— REQUIREMENTS —
How many lines of the data below contain the word "front"? Reply with the number alone.

— GIVEN DATA —
━━━━━━━━━━━━━━━━━━━━━━━━━━━━━━
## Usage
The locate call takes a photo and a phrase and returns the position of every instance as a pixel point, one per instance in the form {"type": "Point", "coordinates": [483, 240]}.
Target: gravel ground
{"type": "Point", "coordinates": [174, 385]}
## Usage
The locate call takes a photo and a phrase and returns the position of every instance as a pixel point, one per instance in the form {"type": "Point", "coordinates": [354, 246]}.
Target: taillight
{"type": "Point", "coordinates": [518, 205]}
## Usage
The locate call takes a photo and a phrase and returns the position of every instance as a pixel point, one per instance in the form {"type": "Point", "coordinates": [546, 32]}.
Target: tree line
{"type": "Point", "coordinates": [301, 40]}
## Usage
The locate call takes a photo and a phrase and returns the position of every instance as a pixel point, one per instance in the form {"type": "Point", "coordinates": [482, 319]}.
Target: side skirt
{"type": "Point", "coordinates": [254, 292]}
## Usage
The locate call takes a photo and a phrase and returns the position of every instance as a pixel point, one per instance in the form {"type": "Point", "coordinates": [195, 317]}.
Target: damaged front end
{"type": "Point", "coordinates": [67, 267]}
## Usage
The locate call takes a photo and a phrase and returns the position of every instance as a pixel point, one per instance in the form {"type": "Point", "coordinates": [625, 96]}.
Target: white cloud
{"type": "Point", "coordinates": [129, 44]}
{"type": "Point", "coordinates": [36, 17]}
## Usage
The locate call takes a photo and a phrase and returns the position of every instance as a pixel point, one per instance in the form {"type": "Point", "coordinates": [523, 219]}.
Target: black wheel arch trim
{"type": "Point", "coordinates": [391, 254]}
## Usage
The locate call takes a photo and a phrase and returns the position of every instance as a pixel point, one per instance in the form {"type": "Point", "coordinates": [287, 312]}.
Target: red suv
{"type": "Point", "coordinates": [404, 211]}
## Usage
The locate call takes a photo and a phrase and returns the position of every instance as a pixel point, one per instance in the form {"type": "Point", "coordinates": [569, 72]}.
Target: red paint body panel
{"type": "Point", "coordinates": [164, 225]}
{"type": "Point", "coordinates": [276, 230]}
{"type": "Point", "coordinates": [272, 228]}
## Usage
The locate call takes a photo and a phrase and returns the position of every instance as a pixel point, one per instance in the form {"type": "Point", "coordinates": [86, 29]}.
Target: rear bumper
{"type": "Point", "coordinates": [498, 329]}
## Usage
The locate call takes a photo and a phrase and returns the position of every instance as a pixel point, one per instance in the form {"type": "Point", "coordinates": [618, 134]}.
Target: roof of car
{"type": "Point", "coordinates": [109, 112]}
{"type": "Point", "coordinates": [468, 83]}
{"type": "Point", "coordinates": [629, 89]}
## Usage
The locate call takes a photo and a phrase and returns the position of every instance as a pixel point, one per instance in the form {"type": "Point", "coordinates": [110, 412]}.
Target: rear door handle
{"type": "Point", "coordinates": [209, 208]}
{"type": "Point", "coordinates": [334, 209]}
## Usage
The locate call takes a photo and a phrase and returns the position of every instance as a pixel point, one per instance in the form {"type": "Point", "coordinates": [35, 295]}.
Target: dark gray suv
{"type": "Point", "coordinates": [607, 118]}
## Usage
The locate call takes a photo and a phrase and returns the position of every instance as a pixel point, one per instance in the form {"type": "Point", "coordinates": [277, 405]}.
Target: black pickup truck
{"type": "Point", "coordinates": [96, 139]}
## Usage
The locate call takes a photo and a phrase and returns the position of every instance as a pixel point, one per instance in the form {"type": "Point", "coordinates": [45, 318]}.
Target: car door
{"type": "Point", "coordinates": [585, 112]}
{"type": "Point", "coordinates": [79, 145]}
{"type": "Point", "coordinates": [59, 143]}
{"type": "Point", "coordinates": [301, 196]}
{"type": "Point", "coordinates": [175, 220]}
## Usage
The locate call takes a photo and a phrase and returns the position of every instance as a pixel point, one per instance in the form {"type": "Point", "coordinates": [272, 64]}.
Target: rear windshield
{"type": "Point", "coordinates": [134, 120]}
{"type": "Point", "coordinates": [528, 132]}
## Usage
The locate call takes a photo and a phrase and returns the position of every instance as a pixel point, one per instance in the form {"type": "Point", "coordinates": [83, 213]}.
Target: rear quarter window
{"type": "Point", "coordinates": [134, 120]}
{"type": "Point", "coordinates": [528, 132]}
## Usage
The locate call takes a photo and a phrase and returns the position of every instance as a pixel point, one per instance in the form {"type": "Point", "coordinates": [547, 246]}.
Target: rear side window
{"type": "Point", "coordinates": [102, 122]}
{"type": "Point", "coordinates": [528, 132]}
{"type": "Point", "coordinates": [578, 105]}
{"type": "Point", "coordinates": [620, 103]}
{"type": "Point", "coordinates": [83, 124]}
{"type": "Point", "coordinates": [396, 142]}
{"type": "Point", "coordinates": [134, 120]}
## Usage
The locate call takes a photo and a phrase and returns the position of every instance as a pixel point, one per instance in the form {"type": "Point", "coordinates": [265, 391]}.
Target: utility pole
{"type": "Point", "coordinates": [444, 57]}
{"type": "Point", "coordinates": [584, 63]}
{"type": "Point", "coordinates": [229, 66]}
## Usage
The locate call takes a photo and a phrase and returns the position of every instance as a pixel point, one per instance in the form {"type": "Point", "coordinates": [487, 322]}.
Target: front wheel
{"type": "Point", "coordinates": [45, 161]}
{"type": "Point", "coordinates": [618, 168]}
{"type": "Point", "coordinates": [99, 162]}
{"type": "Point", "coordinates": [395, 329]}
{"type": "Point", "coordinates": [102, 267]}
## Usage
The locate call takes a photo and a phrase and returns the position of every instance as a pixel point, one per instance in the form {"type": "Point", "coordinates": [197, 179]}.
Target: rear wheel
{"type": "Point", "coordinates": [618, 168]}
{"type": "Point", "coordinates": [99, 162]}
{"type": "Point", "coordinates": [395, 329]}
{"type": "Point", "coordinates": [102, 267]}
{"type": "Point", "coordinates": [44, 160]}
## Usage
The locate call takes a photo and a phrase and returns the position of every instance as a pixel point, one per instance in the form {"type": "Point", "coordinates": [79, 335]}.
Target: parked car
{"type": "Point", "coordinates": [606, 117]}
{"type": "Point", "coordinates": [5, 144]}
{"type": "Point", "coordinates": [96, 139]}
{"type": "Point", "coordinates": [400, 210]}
━━━━━━━━━━━━━━━━━━━━━━━━━━━━━━
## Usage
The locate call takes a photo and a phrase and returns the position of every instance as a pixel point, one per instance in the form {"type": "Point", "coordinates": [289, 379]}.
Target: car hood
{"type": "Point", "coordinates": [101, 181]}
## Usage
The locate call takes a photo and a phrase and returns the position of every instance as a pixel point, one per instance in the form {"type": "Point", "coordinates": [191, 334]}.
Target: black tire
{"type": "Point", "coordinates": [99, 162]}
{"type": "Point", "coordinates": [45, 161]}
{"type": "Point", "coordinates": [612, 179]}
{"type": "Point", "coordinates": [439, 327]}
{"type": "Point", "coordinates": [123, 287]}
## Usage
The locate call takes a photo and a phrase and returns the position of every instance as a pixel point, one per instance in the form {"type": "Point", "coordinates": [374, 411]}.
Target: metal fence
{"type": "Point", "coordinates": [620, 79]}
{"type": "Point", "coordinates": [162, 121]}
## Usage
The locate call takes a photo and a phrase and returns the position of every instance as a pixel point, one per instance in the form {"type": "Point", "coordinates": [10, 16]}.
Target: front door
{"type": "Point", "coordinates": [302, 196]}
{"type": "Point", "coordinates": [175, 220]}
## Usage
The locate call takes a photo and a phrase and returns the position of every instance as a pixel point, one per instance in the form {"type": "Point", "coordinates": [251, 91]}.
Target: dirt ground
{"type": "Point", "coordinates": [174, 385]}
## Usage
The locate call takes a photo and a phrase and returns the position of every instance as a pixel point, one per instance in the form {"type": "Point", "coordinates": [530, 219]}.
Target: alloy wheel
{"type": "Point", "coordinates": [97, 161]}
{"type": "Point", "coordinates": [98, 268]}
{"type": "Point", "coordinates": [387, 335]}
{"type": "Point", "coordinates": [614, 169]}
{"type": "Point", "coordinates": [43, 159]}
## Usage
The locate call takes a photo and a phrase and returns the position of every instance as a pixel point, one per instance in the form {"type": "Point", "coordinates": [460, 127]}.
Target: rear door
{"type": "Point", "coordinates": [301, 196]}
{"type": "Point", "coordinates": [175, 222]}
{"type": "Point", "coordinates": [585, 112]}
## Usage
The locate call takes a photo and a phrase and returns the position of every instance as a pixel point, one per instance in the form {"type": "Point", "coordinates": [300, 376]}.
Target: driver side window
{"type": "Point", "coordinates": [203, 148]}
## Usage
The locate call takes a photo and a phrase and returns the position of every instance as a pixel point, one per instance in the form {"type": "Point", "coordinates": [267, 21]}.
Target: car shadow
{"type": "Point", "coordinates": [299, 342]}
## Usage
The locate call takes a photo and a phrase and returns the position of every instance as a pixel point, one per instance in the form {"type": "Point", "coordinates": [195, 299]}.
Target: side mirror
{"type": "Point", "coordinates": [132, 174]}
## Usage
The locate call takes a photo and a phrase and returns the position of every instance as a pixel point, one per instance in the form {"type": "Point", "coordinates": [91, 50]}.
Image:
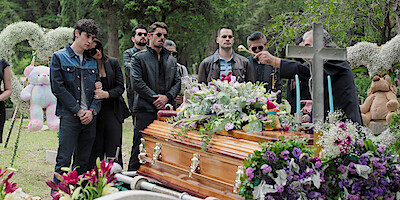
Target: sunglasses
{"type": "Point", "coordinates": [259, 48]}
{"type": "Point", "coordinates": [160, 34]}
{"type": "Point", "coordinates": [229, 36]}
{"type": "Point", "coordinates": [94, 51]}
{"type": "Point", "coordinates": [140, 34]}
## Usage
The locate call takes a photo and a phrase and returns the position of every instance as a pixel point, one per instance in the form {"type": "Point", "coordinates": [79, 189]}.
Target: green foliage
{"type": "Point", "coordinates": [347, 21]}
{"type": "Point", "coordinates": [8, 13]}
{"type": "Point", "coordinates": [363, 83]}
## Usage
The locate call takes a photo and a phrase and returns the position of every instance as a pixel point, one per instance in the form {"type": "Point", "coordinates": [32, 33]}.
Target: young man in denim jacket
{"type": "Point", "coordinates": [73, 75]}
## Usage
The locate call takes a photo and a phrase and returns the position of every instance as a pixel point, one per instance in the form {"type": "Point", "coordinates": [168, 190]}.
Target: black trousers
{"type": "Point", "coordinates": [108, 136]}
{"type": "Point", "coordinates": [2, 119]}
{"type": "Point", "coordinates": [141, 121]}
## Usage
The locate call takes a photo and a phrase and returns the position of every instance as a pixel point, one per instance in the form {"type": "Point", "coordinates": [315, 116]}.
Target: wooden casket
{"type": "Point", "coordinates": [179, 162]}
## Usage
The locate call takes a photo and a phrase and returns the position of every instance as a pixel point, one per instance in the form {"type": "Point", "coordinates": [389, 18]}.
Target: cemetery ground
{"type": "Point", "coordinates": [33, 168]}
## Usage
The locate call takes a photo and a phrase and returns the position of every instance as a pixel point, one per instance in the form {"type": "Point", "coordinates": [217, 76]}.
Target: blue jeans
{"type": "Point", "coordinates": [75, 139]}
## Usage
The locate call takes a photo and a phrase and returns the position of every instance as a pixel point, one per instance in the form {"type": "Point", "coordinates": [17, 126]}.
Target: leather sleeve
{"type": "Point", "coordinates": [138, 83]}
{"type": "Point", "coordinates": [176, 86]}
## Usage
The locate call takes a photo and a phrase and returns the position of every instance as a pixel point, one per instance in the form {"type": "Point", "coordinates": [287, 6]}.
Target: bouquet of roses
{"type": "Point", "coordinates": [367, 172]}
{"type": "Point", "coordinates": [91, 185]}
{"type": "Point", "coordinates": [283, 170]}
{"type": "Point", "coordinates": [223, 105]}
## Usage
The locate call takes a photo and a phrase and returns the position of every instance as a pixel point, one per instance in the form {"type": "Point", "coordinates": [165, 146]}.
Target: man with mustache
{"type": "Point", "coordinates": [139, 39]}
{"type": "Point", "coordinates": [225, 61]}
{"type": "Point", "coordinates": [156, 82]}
━━━━━━━━━━━━━━━━━━━━━━━━━━━━━━
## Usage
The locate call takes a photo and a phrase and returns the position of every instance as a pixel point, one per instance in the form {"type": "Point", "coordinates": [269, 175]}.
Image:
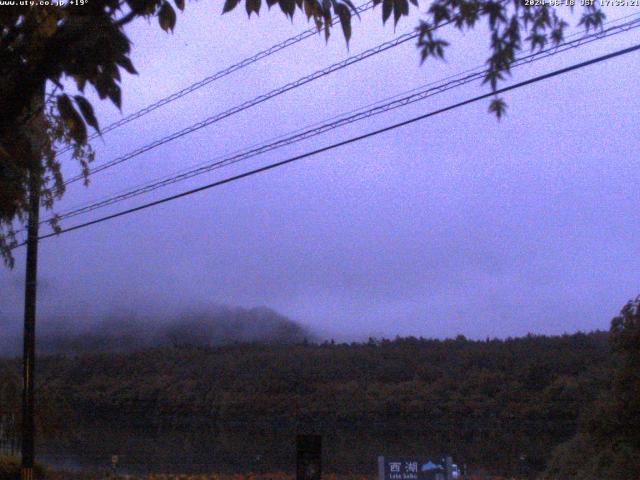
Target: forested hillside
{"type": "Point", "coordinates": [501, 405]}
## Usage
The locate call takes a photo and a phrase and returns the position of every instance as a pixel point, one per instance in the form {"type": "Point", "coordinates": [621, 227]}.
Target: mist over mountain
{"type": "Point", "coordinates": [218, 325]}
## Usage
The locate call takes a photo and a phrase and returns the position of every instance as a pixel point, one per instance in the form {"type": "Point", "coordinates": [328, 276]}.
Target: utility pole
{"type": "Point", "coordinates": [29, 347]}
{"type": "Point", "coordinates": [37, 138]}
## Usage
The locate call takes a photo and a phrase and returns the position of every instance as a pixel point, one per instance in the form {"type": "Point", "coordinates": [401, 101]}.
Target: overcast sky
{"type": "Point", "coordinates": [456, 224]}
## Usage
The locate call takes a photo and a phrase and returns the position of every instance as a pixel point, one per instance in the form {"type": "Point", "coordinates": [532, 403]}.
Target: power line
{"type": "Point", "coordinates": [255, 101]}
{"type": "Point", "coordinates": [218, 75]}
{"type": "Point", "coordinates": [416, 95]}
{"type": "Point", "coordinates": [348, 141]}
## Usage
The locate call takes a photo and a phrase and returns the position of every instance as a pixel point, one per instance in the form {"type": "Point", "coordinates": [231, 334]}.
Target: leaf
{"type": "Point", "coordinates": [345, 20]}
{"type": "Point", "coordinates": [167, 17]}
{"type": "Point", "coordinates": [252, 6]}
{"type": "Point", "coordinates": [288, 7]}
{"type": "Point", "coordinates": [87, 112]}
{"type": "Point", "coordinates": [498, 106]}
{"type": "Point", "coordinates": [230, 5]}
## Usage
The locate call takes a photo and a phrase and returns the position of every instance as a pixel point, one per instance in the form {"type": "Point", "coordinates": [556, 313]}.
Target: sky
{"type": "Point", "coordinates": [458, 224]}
━━━━━━━━━━━━━━━━━━━━━━━━━━━━━━
— FINISHED ANSWER —
3